Directions for this task:
Nothing but the lines from the one containing "Target: flowing tail" to the end of the records below should be output, each exactly as written.

Data extracted from a collection
□ □ □ □ □ □ □

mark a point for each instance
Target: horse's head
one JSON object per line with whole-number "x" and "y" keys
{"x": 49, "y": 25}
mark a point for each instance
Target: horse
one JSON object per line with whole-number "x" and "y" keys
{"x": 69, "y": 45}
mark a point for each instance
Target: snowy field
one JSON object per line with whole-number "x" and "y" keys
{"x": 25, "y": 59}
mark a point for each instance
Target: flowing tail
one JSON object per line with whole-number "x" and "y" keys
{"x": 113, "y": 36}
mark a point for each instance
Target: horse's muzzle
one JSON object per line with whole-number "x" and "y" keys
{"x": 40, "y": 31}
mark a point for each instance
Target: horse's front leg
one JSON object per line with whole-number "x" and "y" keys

□ □ □ □ □ □ □

Task solution:
Target: flowing tail
one JSON object per line with whole-number "x" and "y" keys
{"x": 113, "y": 36}
mark a point for each instance
Target: horse's muzzle
one JSON object per line with whole-number "x" and "y" keys
{"x": 40, "y": 31}
mark a point for each instance
Target: horse's front leg
one JSON object per line with whole-number "x" and "y" keys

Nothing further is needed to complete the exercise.